On the other hand, data also show that the rich became even wealthier under Abe’s tenure.

– From the Japan Times article: Under ‘Abenomics,’ Rich Thrive but Middle Class on Precipice

Although a sizable amount of people globally are now aware of the historic theft being perpetrated on them by the various oligarchies in control of their respective nation-states, the number of people cognizant and angry about it remains far too low relative to the degree of theft. There are many reasons for this, but I believe the most powerful factor is that extremely sophisticated propaganda has convinced the majority of humanity to buy into all sorts of myths about their particular country or tribe, which keeps them complacent, passive and focused on an exaggerated external threat.

While many of these myths are targeted to specific groups or nationalities, the most powerful ones are those that target humanity on a global scale. Of these, one of the most effective has been the stock market. Pretty much everyone is taught, and buys into the idea, that rising stock markets mean rising prosperity and a strong economy. Part of this has to do with the history of the Great Depression, which is primarily associated with crashing equity markets. The idea of a rising stock market equating to a healthy economy and shared prosperity; however, is in fact a myth. A very powerful and dangerous myth at that.

This is a topic I haven’t done enough justice to, but I did write an entire post about it several years ago titled, The Stock Market: Food Stamps for the 1%. Here’s an excerpt:

I grew up around the 1%.  It’s my socioeconomic class. I know the 1% intimately.  There’s nothing special about the 1%.  Most of them are very average and very lucky.  Of course there are many, many exceptions but there are exceptions in all classes.  Sure they are slightly more educated than the rest of the population, but on average are not any more intellectually curious than the 99% and are just as easily manipulated by propaganda and more importantly money.

More than any other group, the 1% has been convinced that the stock market represents some sort of leading indicator of wealth and prosperity.  Nothing could be further from the truth.  Sure, the stock market can function as such an indicator.  It is such an indicator when the rising stock market reflects a dynamic, capitalist economy where new industries and companies are rising to the top and improving standards of living for the populace.  It represents the opposite indicator when it merely reflects the ownership interests of the oligarchs in a crony-capitalist, fascist economy that is picking away at the dying carcass of what little economic freedom still remains.  This is what a rising stock market actually represents today.  When people look at it they should understand it is merely a measure of the oligarchs getting wealthier and more powerful and you becoming more of a debt slave.  It represents their interests in multinational corporations with record profit margins because they refuse to pay their employees a living wage.  A rising stock market today is actually a leading indicator of the destruction of the middle class, cultural destitution and a society in collapse.

==========

WORK TO DO: Transcribe the passage on the stock market between "While many of" and "myth at that.", inclusive. The records are not needed for any of this work.

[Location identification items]
==========

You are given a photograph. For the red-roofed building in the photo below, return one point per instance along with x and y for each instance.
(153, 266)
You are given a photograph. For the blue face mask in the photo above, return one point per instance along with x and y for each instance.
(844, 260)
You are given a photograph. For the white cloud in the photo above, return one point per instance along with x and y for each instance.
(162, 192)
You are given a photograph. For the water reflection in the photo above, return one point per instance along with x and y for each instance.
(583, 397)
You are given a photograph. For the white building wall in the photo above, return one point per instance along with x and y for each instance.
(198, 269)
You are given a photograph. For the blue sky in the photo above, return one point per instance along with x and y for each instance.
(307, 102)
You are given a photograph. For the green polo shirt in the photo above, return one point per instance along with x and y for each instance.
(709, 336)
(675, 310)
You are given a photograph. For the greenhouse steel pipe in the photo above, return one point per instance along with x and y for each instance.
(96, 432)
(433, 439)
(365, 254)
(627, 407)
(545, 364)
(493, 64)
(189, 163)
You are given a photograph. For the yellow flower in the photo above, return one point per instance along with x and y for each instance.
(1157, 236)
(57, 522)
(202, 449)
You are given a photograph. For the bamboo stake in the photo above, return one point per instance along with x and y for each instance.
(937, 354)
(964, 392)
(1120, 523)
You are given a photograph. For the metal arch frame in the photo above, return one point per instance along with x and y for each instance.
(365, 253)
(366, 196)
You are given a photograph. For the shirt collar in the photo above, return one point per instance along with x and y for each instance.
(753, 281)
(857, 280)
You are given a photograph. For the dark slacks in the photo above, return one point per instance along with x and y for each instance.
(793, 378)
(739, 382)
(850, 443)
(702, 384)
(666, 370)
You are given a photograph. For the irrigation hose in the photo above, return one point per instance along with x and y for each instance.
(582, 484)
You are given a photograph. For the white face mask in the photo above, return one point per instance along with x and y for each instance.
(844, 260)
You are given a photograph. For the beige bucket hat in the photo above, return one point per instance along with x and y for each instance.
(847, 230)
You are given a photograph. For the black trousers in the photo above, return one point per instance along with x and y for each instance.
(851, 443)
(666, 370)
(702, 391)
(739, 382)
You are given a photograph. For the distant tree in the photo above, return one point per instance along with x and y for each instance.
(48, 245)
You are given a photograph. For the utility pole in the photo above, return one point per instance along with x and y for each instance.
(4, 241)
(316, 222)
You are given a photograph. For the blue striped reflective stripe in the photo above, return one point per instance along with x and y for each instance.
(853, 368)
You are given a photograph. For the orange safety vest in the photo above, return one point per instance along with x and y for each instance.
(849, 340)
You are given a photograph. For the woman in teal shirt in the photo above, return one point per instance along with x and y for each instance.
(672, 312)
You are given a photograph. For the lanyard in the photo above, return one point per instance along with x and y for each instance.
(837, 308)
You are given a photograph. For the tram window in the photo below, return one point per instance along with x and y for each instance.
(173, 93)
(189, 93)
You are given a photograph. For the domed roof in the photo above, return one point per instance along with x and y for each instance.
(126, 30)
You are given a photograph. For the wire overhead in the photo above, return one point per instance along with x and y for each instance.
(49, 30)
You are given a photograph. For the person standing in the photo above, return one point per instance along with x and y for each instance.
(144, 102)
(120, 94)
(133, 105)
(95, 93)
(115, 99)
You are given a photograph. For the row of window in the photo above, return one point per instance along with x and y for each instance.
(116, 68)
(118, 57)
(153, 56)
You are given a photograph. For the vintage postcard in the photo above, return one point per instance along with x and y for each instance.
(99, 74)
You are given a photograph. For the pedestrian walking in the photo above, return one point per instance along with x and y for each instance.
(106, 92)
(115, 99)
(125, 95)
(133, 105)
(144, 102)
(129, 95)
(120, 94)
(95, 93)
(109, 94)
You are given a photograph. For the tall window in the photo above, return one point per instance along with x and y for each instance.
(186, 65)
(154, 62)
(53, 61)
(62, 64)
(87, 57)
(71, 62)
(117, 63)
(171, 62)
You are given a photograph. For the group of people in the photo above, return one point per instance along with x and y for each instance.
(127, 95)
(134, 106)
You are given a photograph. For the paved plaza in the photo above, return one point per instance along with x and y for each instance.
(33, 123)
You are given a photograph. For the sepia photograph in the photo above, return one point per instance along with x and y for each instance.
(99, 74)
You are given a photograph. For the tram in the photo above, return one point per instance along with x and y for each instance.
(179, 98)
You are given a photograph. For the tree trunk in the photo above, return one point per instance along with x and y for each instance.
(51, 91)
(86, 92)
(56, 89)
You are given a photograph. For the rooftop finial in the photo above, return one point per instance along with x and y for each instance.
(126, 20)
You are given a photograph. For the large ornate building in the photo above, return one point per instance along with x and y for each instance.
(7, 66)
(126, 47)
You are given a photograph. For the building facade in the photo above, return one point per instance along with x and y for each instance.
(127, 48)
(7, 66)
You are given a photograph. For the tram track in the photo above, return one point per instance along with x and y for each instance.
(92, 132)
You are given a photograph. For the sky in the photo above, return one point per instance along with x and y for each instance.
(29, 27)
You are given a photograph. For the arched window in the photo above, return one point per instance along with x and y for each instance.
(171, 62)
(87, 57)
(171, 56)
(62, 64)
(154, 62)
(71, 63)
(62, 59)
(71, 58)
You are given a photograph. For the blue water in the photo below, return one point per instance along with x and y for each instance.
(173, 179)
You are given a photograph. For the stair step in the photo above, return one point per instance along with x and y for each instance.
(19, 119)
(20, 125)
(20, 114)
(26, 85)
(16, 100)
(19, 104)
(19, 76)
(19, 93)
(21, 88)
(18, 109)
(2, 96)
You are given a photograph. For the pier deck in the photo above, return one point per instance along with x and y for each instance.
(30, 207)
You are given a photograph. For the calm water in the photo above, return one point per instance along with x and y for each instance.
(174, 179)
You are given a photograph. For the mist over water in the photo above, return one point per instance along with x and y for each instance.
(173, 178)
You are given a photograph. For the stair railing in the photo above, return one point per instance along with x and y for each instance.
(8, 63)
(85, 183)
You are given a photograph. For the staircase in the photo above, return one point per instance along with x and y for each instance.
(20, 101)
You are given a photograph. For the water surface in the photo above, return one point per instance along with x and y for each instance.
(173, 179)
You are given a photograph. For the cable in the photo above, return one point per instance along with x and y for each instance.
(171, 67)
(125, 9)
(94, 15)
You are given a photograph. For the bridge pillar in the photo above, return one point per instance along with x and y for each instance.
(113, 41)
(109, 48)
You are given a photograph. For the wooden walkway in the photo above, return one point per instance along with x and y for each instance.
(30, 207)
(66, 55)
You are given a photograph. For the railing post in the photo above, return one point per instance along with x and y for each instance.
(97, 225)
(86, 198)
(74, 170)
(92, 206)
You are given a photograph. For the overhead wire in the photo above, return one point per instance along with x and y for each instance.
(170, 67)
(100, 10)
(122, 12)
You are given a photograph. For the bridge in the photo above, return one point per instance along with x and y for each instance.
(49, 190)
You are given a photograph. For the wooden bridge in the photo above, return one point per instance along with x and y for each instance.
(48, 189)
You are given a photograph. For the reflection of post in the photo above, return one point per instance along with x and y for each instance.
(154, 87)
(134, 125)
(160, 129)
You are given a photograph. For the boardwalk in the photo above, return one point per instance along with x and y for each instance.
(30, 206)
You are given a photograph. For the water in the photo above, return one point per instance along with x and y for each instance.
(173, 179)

==========

WRITTEN REPLY:
While many of these myths are targeted to specific groups or nationalities, the most powerful ones are those that target humanity on a global scale. Of these, one of the most effective has been the stock market. Pretty much everyone is taught, and buys into the idea, that rising stock markets mean rising prosperity and a strong economy. Part of this has to do with the history of the Great Depression, which is primarily associated with crashing equity markets. The idea of a rising stock market equating to a healthy economy and shared prosperity; however, is in fact a myth. A very powerful and dangerous myth at that.